- **Items from a dataset**
....

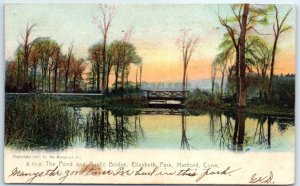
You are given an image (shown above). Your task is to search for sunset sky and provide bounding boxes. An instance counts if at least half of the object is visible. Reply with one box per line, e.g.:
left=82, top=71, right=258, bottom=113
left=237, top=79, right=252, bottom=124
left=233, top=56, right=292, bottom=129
left=5, top=4, right=296, bottom=82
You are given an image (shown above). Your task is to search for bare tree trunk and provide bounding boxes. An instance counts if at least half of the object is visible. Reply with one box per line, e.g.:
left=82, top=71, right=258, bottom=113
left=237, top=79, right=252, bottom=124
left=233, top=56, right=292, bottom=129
left=101, top=32, right=107, bottom=93
left=221, top=72, right=224, bottom=97
left=105, top=62, right=112, bottom=93
left=182, top=62, right=186, bottom=99
left=73, top=75, right=76, bottom=93
left=140, top=66, right=143, bottom=88
left=235, top=50, right=240, bottom=104
left=238, top=4, right=249, bottom=107
left=135, top=67, right=138, bottom=90
left=115, top=64, right=119, bottom=92
left=96, top=63, right=100, bottom=93
left=48, top=68, right=51, bottom=92
left=53, top=62, right=58, bottom=92
left=268, top=34, right=278, bottom=102
left=33, top=66, right=37, bottom=89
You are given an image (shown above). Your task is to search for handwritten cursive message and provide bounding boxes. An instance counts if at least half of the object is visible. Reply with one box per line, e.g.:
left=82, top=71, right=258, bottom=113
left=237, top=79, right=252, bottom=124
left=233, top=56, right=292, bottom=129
left=9, top=164, right=241, bottom=183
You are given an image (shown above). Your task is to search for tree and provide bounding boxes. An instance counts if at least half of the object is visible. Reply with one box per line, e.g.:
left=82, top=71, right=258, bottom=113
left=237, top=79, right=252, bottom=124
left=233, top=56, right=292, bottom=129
left=210, top=62, right=217, bottom=95
left=89, top=42, right=104, bottom=92
left=94, top=4, right=116, bottom=93
left=51, top=45, right=61, bottom=92
left=247, top=37, right=272, bottom=100
left=268, top=5, right=292, bottom=101
left=70, top=58, right=85, bottom=93
left=65, top=42, right=74, bottom=92
left=214, top=34, right=234, bottom=97
left=22, top=23, right=36, bottom=92
left=176, top=30, right=199, bottom=98
left=238, top=4, right=249, bottom=107
left=219, top=4, right=269, bottom=107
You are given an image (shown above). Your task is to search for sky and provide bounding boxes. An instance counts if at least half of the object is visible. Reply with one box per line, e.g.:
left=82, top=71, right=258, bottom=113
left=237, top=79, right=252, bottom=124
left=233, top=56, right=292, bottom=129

....

- **Exercise instructions**
Copy every line of the records above word for word, without the pictures.

- **Solution to the exercise**
You are given an image (shown above). Your task is to search for sunset sky and provide bounding boxes. An instance counts if at least half of the object is visible. Reply with one box per line, e.g.:
left=82, top=71, right=258, bottom=113
left=237, top=79, right=252, bottom=124
left=233, top=56, right=292, bottom=129
left=5, top=4, right=296, bottom=82
You are given an image (shown above). Your task is to search for bare tree trunk and provide bounding boxes. An instance counts if at least half of the object is visible. Reply with one box per line, e.g.:
left=82, top=71, right=258, bottom=113
left=237, top=79, right=252, bottom=124
left=233, top=56, right=292, bottom=129
left=101, top=32, right=107, bottom=93
left=221, top=72, right=224, bottom=97
left=105, top=62, right=112, bottom=93
left=182, top=62, right=186, bottom=99
left=73, top=75, right=76, bottom=93
left=140, top=66, right=143, bottom=88
left=235, top=50, right=240, bottom=104
left=238, top=4, right=249, bottom=107
left=135, top=67, right=138, bottom=90
left=115, top=64, right=119, bottom=92
left=96, top=63, right=100, bottom=93
left=48, top=68, right=51, bottom=92
left=53, top=62, right=58, bottom=92
left=268, top=34, right=278, bottom=102
left=33, top=66, right=37, bottom=89
You are given an image (shown above). Your task is to search for handwritten cursive message and provide bounding boxes. An instance counts if at least half of the object is visible. Reply with one box per line, e.g.:
left=82, top=71, right=258, bottom=113
left=237, top=79, right=252, bottom=124
left=233, top=56, right=292, bottom=129
left=9, top=164, right=241, bottom=183
You are given an image (shown above). Your task is to search for tree and provide bounding boxes. An instance counts if at least half of the object is visible. Reply with one box per line, e.g.:
left=82, top=71, right=258, bottom=113
left=237, top=79, right=252, bottom=124
left=233, top=56, right=292, bottom=129
left=210, top=62, right=217, bottom=95
left=89, top=42, right=104, bottom=92
left=94, top=4, right=116, bottom=93
left=51, top=45, right=61, bottom=92
left=247, top=37, right=272, bottom=100
left=268, top=5, right=292, bottom=101
left=70, top=58, right=85, bottom=93
left=65, top=42, right=74, bottom=92
left=214, top=34, right=234, bottom=97
left=22, top=23, right=36, bottom=92
left=176, top=30, right=199, bottom=98
left=238, top=4, right=249, bottom=107
left=219, top=4, right=269, bottom=107
You are given an image (shown above). Your task is to search for sky and provide bounding boxes. An instance counts if at least half of the object is visible. Reply with one box per line, e.g.:
left=82, top=71, right=258, bottom=113
left=237, top=79, right=252, bottom=124
left=233, top=56, right=292, bottom=129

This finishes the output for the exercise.